# [Texto para leer]
========================================================================

“Si usas un término de manera despectiva para decir que hay algo mal en mí, yo lo usaré para destacar esa cualidad y característica con orgullo”
-Nerea Aguado, Experta en Comunicación Inclusiva.
No es sorprendente afirmar que del lenguaje han salido palabras que buscan menospreciar a ciertos sectores de la sociedad. Un hallazgo no tan reciente, pero al que le doy entidad con este ensayo, me sorprendió durante una investigación acerca de una poeta uruguaya que adoro: Idea Vilariño. ¿La palabra en concreto? Poetisa. Esta palabra, que formó parte de mi vocabulario durante años, era una burla. Fue un artículo que describía el uso sarcástico que los hombres poetas le daban al término el que me hizo atrapar el diccionario y buscar la etimología de poetisa y poeta. Me encontré con la siguiente palabra: ποιητής, cuya fonética es “poiesis”. Para Platón, la poiesis es “toda causa que haga pasar cualquier cosa del no-ser al ser”, es decir, la poiesis es producir desde la no-existencia hacia la existencia o presencia; poiesis es quien crea y dice lo creado.

========================================================================

# [Información mostrada]
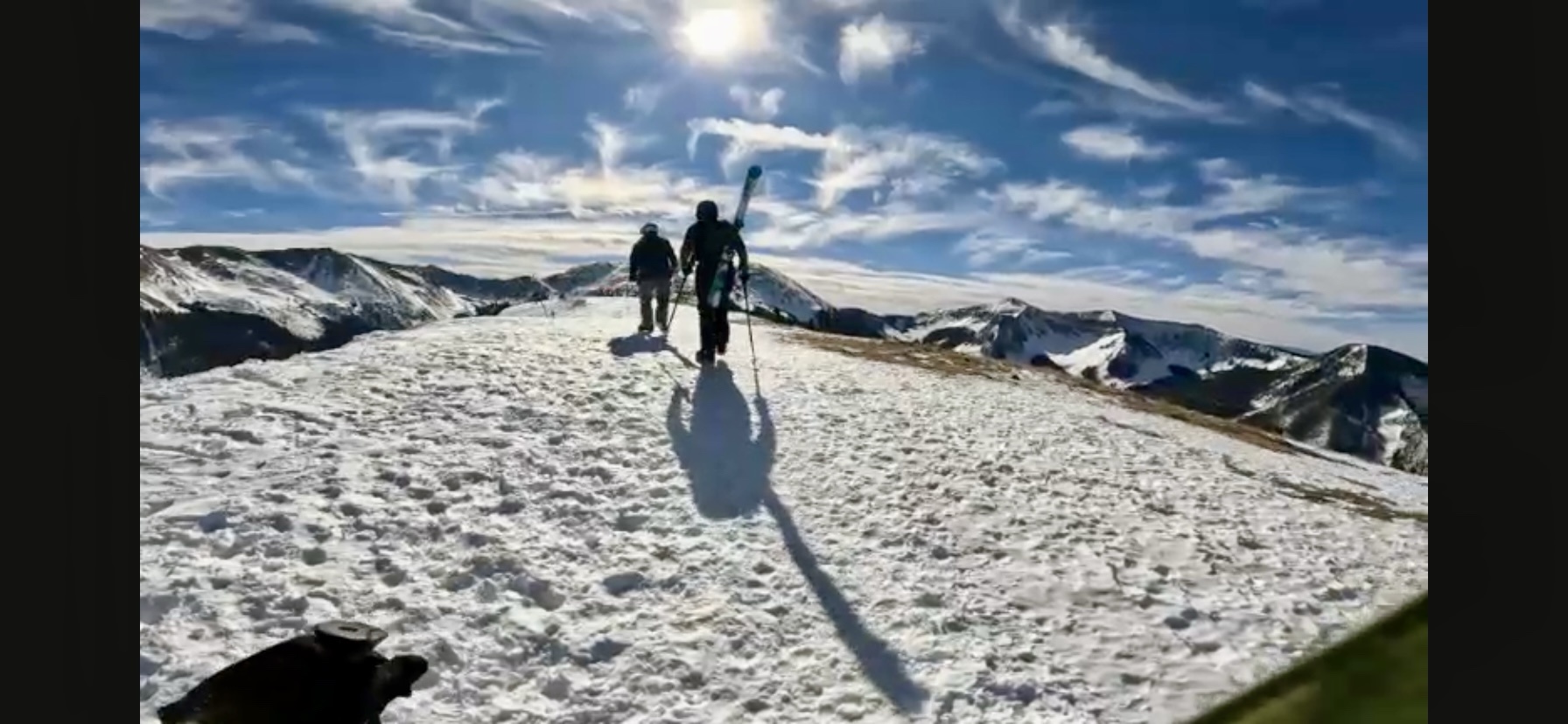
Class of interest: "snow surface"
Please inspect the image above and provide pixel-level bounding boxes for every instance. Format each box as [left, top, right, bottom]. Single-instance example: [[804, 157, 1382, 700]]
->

========================================================================

# [Tareas]
• 1. Según el texto para leer, ¿de qué país es la poeta Idea Vilariño?
• 2. Indica si cada afirmación coincide con el texto para leer, con sí o no y las palabras del texto que lo deciden: (a) Los hombres poetas usaban la palabra poetisa con sarcasmo. (b) Nerea Aguado es experta en comunicación inclusiva. (c) Para Platón, la poiesis consiste en destruir lo que ya existe.
• 3. Transcribe un fragmento del texto para leer: empieza en las palabras "No es sorprendente" y termina después de "dice lo creado.".
Responde usando solo el texto para leer, sin las líneas.

# [Respuestas completas]
• 1. Es uruguaya.

• 2.
(a) Sí: "el uso sarcástico que los hombres poetas le daban al término".
(b) Sí: "Experta en Comunicación Inclusiva".
(c) No: "la poiesis es producir desde la no-existencia hacia la existencia o presencia".

• 3.
No es sorprendente afirmar que del lenguaje han salido palabras que buscan menospreciar a ciertos sectores de la sociedad. Un hallazgo no tan reciente, pero al que le doy entidad con este ensayo, me sorprendió durante una investigación acerca de una poeta uruguaya que adoro: Idea Vilariño. ¿La palabra en concreto? Poetisa. Esta palabra, que formó parte de mi vocabulario durante años, era una burla. Fue un artículo que describía el uso sarcástico que los hombres poetas le daban al término el que me hizo atrapar el diccionario y buscar la etimología de poetisa y poeta. Me encontré con la siguiente palabra: ποιητής, cuya fonética es “poiesis”. Para Platón, la poiesis es “toda causa que haga pasar cualquier cosa del no-ser al ser”, es decir, la poiesis es producir desde la no-existencia hacia la existencia o presencia; poiesis es quien crea y dice lo creado.